(Items listed in a dataset)
Segment Open
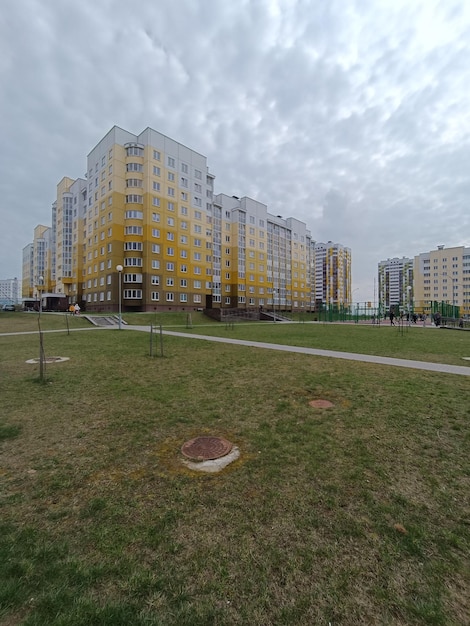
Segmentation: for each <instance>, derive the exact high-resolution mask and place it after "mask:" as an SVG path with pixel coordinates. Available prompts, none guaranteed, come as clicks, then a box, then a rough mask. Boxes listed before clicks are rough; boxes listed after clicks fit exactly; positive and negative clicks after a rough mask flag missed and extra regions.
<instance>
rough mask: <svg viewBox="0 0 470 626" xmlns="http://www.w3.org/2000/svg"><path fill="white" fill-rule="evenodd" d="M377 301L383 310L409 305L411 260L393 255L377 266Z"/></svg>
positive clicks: (411, 271) (411, 288)
mask: <svg viewBox="0 0 470 626" xmlns="http://www.w3.org/2000/svg"><path fill="white" fill-rule="evenodd" d="M378 292H379V303H380V306H381V307H382V308H383V309H384V310H389V309H390V308H391V307H393V306H402V307H404V308H407V307H409V305H410V302H411V300H412V299H413V260H412V259H409V258H407V257H402V258H401V259H400V258H398V257H395V258H393V259H387V260H386V261H380V263H379V266H378Z"/></svg>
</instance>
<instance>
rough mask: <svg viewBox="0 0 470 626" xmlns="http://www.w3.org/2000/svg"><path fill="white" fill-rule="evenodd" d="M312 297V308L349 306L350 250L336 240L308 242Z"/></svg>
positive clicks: (350, 250)
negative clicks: (309, 257)
mask: <svg viewBox="0 0 470 626" xmlns="http://www.w3.org/2000/svg"><path fill="white" fill-rule="evenodd" d="M310 270H311V271H310V283H311V286H312V293H311V300H312V302H313V303H314V306H315V309H316V310H318V309H321V308H322V307H323V306H325V305H327V306H330V307H331V306H349V305H350V304H351V302H352V291H351V250H350V248H347V247H345V246H343V245H341V244H339V243H333V242H332V241H328V242H327V243H322V242H318V241H311V242H310Z"/></svg>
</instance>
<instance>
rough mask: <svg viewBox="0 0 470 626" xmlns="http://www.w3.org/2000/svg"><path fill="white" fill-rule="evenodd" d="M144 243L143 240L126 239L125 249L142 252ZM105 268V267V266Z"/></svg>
mask: <svg viewBox="0 0 470 626" xmlns="http://www.w3.org/2000/svg"><path fill="white" fill-rule="evenodd" d="M142 249H143V244H142V242H141V241H126V242H125V244H124V250H126V251H127V250H137V251H139V252H142ZM103 269H104V268H103Z"/></svg>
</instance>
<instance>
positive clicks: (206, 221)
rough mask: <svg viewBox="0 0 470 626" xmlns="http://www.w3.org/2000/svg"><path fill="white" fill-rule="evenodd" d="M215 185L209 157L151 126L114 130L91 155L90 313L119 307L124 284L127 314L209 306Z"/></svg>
mask: <svg viewBox="0 0 470 626" xmlns="http://www.w3.org/2000/svg"><path fill="white" fill-rule="evenodd" d="M213 180H214V177H213V176H212V175H211V174H210V173H209V171H208V168H207V160H206V157H204V156H202V155H201V154H199V153H197V152H195V151H193V150H191V149H189V148H187V147H186V146H183V145H181V144H179V143H177V142H176V141H173V140H172V139H169V138H168V137H165V136H164V135H162V134H160V133H158V132H156V131H154V130H152V129H150V128H147V129H146V130H144V131H143V132H142V133H141V134H140V135H133V134H131V133H129V132H127V131H125V130H123V129H121V128H117V127H114V128H112V129H111V131H110V132H109V133H108V134H107V135H106V136H105V137H104V138H103V139H102V140H101V141H100V142H99V143H98V145H97V146H96V147H95V148H94V149H93V150H92V151H91V152H90V154H89V155H88V164H87V206H86V214H85V216H84V220H83V247H84V251H85V255H84V257H83V259H82V261H83V268H82V297H83V300H84V301H85V303H86V308H87V310H91V311H106V310H117V308H118V293H119V290H118V281H120V280H122V283H123V284H122V287H123V289H122V298H123V303H122V306H123V310H124V311H132V310H137V311H142V310H144V311H145V310H154V309H155V308H156V307H157V306H158V305H163V306H164V307H165V308H185V307H193V306H194V307H205V306H206V297H207V296H209V295H210V284H211V281H212V264H211V258H212V257H211V239H212V231H211V217H212V194H213ZM121 266H122V267H123V270H122V271H120V272H119V271H117V268H118V267H121ZM77 269H78V268H77Z"/></svg>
Segment Closed
» Exercise
Your copy should match the records above exactly, except that it contains no pictures.

» Task output
Segmentation: for each <instance>, derive the exact high-resolution mask and place it after "mask:" as an SVG path with pixel coordinates. Available prompts, none guaranteed, come as clicks, then a box, then a rough mask. Boxes listed before clicks are rough; boxes listed after clicks fit exactly; positive and negative clicks after a rough mask flag missed and extra regions.
<instance>
rough mask: <svg viewBox="0 0 470 626" xmlns="http://www.w3.org/2000/svg"><path fill="white" fill-rule="evenodd" d="M377 301L383 310L409 305L411 260L393 255L377 266Z"/></svg>
positive clicks: (411, 271) (411, 288)
mask: <svg viewBox="0 0 470 626" xmlns="http://www.w3.org/2000/svg"><path fill="white" fill-rule="evenodd" d="M378 292H379V303H380V306H381V307H382V308H383V309H384V310H389V309H390V308H391V307H393V306H402V307H404V308H407V307H409V305H410V302H411V300H412V299H413V260H412V259H409V258H407V257H402V258H401V259H400V258H398V257H395V258H393V259H387V260H386V261H380V263H379V266H378Z"/></svg>
</instance>
<instance>
rough mask: <svg viewBox="0 0 470 626" xmlns="http://www.w3.org/2000/svg"><path fill="white" fill-rule="evenodd" d="M312 297V308L349 306L350 250L336 240L308 242Z"/></svg>
positive clicks: (350, 250)
negative clicks: (309, 257)
mask: <svg viewBox="0 0 470 626" xmlns="http://www.w3.org/2000/svg"><path fill="white" fill-rule="evenodd" d="M310 270H311V271H310V283H311V286H312V293H311V300H312V302H313V303H314V306H315V309H316V310H318V309H321V308H322V307H323V306H325V305H327V306H330V307H331V306H349V305H350V304H351V302H352V291H351V250H350V248H347V247H345V246H343V245H341V244H339V243H333V242H332V241H328V242H327V243H322V242H318V241H311V242H310Z"/></svg>
</instance>
<instance>
rough mask: <svg viewBox="0 0 470 626" xmlns="http://www.w3.org/2000/svg"><path fill="white" fill-rule="evenodd" d="M144 243L143 240L126 239L125 249L142 252ZM105 268V267V266Z"/></svg>
mask: <svg viewBox="0 0 470 626" xmlns="http://www.w3.org/2000/svg"><path fill="white" fill-rule="evenodd" d="M142 249H143V244H142V242H141V241H126V242H125V244H124V250H126V251H127V250H137V251H139V252H142ZM103 269H104V268H103Z"/></svg>
</instance>
<instance>
positive clicks: (206, 221)
rough mask: <svg viewBox="0 0 470 626" xmlns="http://www.w3.org/2000/svg"><path fill="white" fill-rule="evenodd" d="M215 185L209 157L151 126L114 130L91 155L90 313L119 307L124 284L127 314L209 306Z"/></svg>
mask: <svg viewBox="0 0 470 626" xmlns="http://www.w3.org/2000/svg"><path fill="white" fill-rule="evenodd" d="M213 180H214V177H213V176H212V175H211V174H210V173H209V171H208V168H207V160H206V157H204V156H202V155H201V154H199V153H197V152H195V151H193V150H191V149H189V148H187V147H186V146H183V145H181V144H179V143H177V142H176V141H173V140H172V139H169V138H168V137H165V136H164V135H162V134H160V133H158V132H156V131H154V130H152V129H150V128H147V129H146V130H144V131H143V132H142V133H141V134H140V135H133V134H131V133H129V132H127V131H125V130H123V129H121V128H117V127H114V128H112V129H111V131H110V132H109V133H108V134H107V135H106V136H105V137H104V138H103V139H102V140H101V141H100V142H99V143H98V145H97V146H96V147H95V148H94V149H93V150H92V151H91V152H90V154H89V155H88V164H87V206H86V214H85V216H84V220H83V247H84V251H85V255H84V257H83V259H82V261H83V268H82V297H83V300H84V301H85V303H86V308H87V310H91V311H106V310H117V308H118V293H119V290H118V281H120V280H122V283H123V284H122V287H123V289H122V298H123V303H122V306H123V310H124V311H132V310H137V311H142V310H144V311H145V310H154V309H155V308H156V307H157V306H158V305H163V306H164V307H165V308H185V307H193V306H194V307H205V306H206V297H207V296H209V295H210V284H211V281H212V264H211V258H212V257H211V239H212V231H211V217H212V194H213ZM121 266H122V267H123V270H122V271H120V272H119V271H117V268H118V267H121ZM77 269H78V268H77Z"/></svg>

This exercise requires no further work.